### What you should do:
From the data below, return each line in which the string "dress" is found.

### Supplied material:
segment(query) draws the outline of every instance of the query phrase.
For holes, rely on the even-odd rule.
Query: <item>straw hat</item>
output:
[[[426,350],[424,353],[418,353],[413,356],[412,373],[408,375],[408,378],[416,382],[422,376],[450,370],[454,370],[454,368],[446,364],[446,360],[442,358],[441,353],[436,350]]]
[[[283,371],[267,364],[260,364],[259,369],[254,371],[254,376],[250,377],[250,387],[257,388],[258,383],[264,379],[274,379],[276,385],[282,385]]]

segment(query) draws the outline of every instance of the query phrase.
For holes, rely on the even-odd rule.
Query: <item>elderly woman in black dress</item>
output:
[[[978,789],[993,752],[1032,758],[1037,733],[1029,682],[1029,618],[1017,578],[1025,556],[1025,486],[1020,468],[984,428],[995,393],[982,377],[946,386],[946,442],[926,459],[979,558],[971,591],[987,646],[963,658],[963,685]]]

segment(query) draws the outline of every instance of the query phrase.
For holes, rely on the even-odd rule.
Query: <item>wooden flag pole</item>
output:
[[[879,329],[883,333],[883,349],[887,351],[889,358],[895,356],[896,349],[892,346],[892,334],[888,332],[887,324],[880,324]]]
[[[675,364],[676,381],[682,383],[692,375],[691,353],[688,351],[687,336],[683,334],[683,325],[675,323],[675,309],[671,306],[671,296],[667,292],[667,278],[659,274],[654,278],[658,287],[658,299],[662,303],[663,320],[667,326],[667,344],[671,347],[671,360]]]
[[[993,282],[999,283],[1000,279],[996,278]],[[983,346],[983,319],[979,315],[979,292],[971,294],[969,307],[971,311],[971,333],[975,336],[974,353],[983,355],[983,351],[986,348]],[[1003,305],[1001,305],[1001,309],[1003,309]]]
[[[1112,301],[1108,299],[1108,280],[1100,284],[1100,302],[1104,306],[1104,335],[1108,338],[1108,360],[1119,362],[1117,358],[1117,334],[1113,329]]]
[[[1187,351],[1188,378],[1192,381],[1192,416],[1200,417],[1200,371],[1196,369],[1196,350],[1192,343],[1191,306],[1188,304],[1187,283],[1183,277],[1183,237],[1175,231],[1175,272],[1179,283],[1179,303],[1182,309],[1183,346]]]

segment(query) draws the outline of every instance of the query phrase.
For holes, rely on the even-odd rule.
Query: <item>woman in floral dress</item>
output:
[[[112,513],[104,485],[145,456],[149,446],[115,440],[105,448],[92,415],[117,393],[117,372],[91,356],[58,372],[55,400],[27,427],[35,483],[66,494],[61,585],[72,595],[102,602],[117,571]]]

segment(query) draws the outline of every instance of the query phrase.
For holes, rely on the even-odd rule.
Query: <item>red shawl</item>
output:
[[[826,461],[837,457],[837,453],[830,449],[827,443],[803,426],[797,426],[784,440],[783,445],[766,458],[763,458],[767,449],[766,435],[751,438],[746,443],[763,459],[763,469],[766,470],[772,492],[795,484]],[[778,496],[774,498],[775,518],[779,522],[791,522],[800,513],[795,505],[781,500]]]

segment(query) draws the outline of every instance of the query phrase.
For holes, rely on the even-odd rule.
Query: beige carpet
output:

### Response area:
Query: <item>elderly woman in black dress</item>
Query: <item>woman in floral dress</item>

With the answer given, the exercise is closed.